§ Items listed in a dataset

·····

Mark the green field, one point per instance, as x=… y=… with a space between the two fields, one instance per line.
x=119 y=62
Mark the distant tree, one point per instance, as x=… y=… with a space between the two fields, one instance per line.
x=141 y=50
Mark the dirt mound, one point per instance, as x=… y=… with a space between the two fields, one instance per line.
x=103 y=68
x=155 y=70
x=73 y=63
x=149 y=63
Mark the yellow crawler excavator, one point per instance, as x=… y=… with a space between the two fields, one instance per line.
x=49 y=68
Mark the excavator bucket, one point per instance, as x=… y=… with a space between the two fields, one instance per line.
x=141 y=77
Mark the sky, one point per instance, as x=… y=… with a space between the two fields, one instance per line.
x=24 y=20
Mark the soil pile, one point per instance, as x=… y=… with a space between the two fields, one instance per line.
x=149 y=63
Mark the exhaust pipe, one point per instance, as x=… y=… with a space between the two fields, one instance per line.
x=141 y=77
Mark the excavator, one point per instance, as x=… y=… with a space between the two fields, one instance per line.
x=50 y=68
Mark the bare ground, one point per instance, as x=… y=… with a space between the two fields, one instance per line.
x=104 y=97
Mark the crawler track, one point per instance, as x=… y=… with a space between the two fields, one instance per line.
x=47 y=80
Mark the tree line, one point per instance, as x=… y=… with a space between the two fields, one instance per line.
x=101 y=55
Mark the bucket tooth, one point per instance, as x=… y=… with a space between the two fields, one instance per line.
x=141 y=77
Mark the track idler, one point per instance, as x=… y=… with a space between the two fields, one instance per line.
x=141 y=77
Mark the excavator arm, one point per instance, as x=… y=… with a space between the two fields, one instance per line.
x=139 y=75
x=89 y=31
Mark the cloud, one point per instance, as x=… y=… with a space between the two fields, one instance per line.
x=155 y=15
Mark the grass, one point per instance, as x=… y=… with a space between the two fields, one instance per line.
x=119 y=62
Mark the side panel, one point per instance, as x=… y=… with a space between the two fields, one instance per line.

·····

§ WORK TASK
From the first line through the last, give the data above again exactly.

§ SOLUTION
Mark the green field, one point per instance, as x=… y=… with a space between the two fields, one instance per line.
x=119 y=62
Mark the distant tree, one point per instance, as x=… y=… with a space between the two fields, one instance per line.
x=141 y=50
Mark the dirt mound, one point per instance, as x=… y=… with a space between the two fields, one instance per line.
x=103 y=68
x=155 y=70
x=73 y=63
x=149 y=63
Mark the yellow crawler excavator, one point per instance, as x=… y=… with a space between the two fields, one instance per line.
x=49 y=68
Mark the excavator bucket, one point per instance, as x=… y=… with a space between the two fields, one instance per line.
x=141 y=77
Mark the sky, one point per instance, as x=… y=… with a space between the two fields, one instance per line.
x=24 y=20
Mark the soil pile, one point per instance, as x=… y=… with a space between the two fields, one instance per line.
x=149 y=63
Mark the exhaust pipe, one point per instance, as x=… y=… with a space between the two fields, one instance per line.
x=141 y=77
Mark the excavator, one point per instance, as x=… y=… with a space between the two fields, one instance per line.
x=50 y=68
Mark the bare ground, one point per instance, as x=… y=… with a space between the two fields, one instance per line.
x=104 y=97
Mark the crawler track, one point per instance, as x=… y=… with a space between the two fields, one instance per line.
x=47 y=80
Mark the tree line, one point per instance, as x=… y=… with a space between the two fields, one instance per line.
x=101 y=55
Mark the bucket tooth, one point per instance, as x=… y=… with a space between the two fields, one instance per line.
x=141 y=77
Mark the track idler, one point per instance, as x=… y=… with a space between the two fields, one instance per line.
x=141 y=77
Mark the excavator arm, one point per instance, as x=… y=… with a space between the two fields, one instance per line.
x=139 y=75
x=89 y=31
Mark the cloud, one point per instance, as x=… y=… with a space between the two fields, one instance per line.
x=155 y=15
Mark the grass, one point per instance, as x=… y=… with a space between the two fields, one instance per line.
x=119 y=62
Mark the side panel, one point per instance, as x=… y=… with a space between the two fields, one instance per line.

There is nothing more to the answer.